→ **ASSIGNMENT**
According to the excerpt about Mike Tyson, who inherited the fighter's contract after D'Amato and Jacobs died?

→ **EXTRACT**
┄┄┄┄┄┄┄┄┄┄

Cus taught Tyson the trade of boxing, Jacobs taught him the lore. Mike Tyson knew more about the history of boxing than any man this side of Nat Fleischer. There may be young ballplayers today who don’t know who Jackie Robinson was, but Tyson knew as much about Joe Louis as any fight reporter who ever sat at ringside.
When D’Amato and Jacobs both died, Mike Tyson lost more than managers, he lost mentors, surrogate fathers. He was suddenly adrift in a world he didn’t know existed, let alone how to handle.
The fighter’s contract was inherited by Cus and Jacobs’ partner, a New York lawyer named Bill Cayton.
Now, Cayton, a decent sort, was neither a teacher nor a historian. His function was to take care of the books. He knew nothing about the care and feeding of 22-year-old street hoodlums who became heavyweight champions of the world.
Mike Tyson developed the traditional young pug’s fondness for bright lights. Bill Cayton was a drag. He tried to warn his charge. There are some things you can’t do even if you are the best fistfighter in the world, he warned. Tyson ignored him.
Enter Don King.
King, as the world knows, is a man who understands the streets and their mentality. He came from there. He also came from the Ohio state prison, where he went for killing a man in a racket squabble.
Tyson tried to dump Cayton, but Cayton didn’t fall as easily as a lot of Tyson’s opponents. He still keeps a share of the fighter’s earnings. But he had no further influence on him.
King, on the other hand, appears to have pandered to the fighter’s appetites.
King is not the devil incarnate his enemies make him out to be. But he is no archbishop. Neither is he a Cus D’Amato. Don King did not have Mike Tyson’s best interests at heart, he had Don King’s. He was exactly what Tyson didn’t need at this stage of his development. King doesn’t control his fighter, he joins him.
The headlines were inevitable. Tyson became the classic bully--rude, ribald, profane. His news conferences became studies in rancor. His prefight and postfight interviews became sprinkled with four-, eight- and even 12-letter X-rated words. His contempt for the public grew. His behavior ranged from antisocial to sociopathic. It culminated this week in his indictment for rape and three other criminal counts by an Indiana grand jury.
Whither Mike Tyson now? There have been scofflaws in the fight game before. Jack Johnson was a fugitive from a curious statute that seemed to have been pushed through Congress to criminalize him. It made it a federal offense to transport women across state lines for “immoral” purposes. Supposedly aimed at pimps, it was directed at Johnson because (a) he persisted in living with or marrying white women, and (b) he knocked out Jim Jeffries, a.k.a. the Great White Hope. Johnson had to defend his title in Cuba, but once he lost it, the law lost interest in him. He came home to run a flea circus on Broadway.
Times don’t seem to change. In 1920, heavyweight champion Jack Dempsey was indicted for “unlawfully, willfully, knowingly and feloniously evading and attempting to evade the (World War I military) draft.” He was acquitted. In 1968, heavyweight champion Muhammad Ali similarly was charged. It took the Supreme Court to free him. It was still better than being in a tiger cage in Hanoi.
Fighters have survived scrapes with the law, military and criminal. Private Rocky Graziano once punched an Army captain on the base, served a slap-on-the-wrist term at Leavenworth and came out to be middleweight champion of the world. Top middleweight contender Tony Ayala is in a New Jersey prison for rape. Vince Foster was under indictment for rape and kidnaping when he died in a high-speed auto crash a few years ago. And so on.
Still, Mike Tyson comes into public focus as a combination Jack the Ripper and Bluebeard. His Nov. 8 title shot is guaranteed. His trial, and thus his presumption of innocence, will not run its course till next year. He may be the first heavyweight in history to fight for the title while out on bail.
There are still very few archbishops in the game. With Cus D’Amato gone, no one today even comes close.

┄┄┄┄┄┄┄┄┄┄

Stored data entries
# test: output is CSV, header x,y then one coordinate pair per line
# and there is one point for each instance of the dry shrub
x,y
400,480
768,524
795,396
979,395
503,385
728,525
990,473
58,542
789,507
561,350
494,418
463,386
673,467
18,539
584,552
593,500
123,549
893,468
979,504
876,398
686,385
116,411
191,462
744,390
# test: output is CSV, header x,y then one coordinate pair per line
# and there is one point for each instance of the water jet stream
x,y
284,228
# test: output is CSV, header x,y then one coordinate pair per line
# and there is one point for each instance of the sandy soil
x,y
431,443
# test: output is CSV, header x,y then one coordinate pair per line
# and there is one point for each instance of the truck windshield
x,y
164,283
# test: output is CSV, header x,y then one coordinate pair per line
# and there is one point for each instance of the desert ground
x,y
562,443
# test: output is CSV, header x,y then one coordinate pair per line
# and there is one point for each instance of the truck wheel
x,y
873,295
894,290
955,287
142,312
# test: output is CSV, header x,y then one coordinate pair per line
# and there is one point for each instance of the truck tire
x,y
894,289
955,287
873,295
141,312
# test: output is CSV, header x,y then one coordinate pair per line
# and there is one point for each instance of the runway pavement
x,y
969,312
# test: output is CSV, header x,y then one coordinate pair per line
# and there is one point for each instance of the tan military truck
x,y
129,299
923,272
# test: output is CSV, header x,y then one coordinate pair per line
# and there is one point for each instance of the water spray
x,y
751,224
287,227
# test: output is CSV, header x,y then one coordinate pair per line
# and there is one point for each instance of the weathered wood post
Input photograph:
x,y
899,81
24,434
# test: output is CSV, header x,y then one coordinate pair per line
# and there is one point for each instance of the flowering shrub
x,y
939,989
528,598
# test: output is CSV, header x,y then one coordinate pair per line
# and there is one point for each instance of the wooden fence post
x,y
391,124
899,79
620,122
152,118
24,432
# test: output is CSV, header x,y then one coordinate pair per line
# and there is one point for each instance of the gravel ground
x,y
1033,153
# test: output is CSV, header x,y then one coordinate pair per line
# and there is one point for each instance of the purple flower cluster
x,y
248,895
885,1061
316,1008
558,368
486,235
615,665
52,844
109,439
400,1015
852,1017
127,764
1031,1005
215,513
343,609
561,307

┄┄┄┄┄┄┄┄┄┄

→ **OUTPUT OF THE TASK**
Bill Cayton, a New York lawyer who was Cus D'Amato and Jacobs' partner.